▸ **Task requirements**
Continue the news article about the UT Dallas machine-learning study of proteins from the point where it stops.

▸ **Passage for review**

Scientists at The University of Texas at Dallas are using machine learning to study proteins — the molecules that carry out essential life functions — in a way that could impact protein engineering, human health and the evolutionary tracking of proteins related to infectious diseases.
In the growing field of protein design, researchers examine the evolutionary history of proteins — how their structure and function have changed over time due to genetic mutations — and could use that information to potentially design new proteins for purposes like fighting diseases or enabling biotechnology applications from novel proteins not existent in nature.
A team led by Dr. Faruck Morcos, associate professor of biological sciences in the School of Natural Sciences and Mathematics, is using advanced computer techniques to generate a 3D “landscape” that allows scientists to visualize how viable new proteins could be engineered.
“This latent generative landscape represents an advancement in the modeling of proteins and, together with the software we have published, is an accessible tool for those seeking to generate, engineer or study proteins and their functions,” said computational biology doctoral student Cheyenne Ziegler MS’20, one of the lead authors of a paper published online April 19 in Nature Communications describing the work. Morcos is the corresponding author of the study.

▸ **Supplied data**
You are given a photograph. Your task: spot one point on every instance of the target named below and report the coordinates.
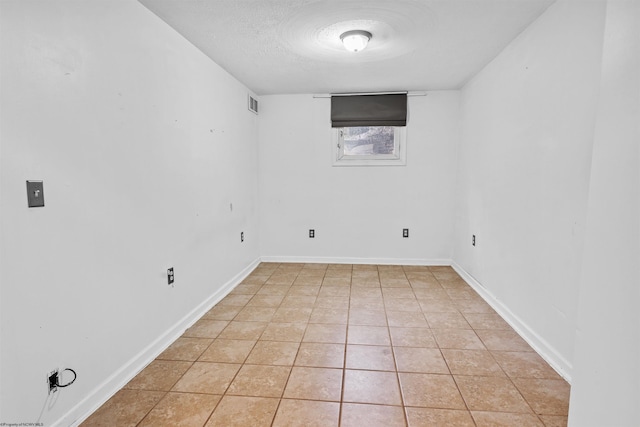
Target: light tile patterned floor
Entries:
(342, 345)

▸ **Answer for this exercise**
Proteins are made up of sequences of molecular building blocks called amino acids. Protein sequences give researchers clues to their functions in the body.
“Our new framework is like a road map,” Morcos said. “Rather than simply analyzing existing protein sequences, we look at the evolution of the proteins and construct maps looking both at proteins that already exist as well as generating and plotting out potential sequences.”
Using variational autoencoders (VAE) — an unsupervised learning model incorporating a neural network and coevolutionary modeling, an inference technique developed by the research team — Morcos said scientists can classify protein sequences by their evolutionary changes and their specific functions, then generate new sequences similar in composition, along with a rating of their compatibility with real-world function.
“Recent focus in the field has shifted toward using machine-learning approaches to predict protein structures and understand protein sequence attributes. The sequence space of proteins is astronomically large, so identifying viable sequences is a hard problem,” Morcos said.
Morcos and his team plotted protein-sequence data based on similar characteristics.
“The closer proteins are to each other in this virtual landscape, the more similar they are in function,” he said. “The map implies where we have a higher chance for a novel protein to be functional — there are many possible mutations as proteins evolve, but very few are fit to exist.”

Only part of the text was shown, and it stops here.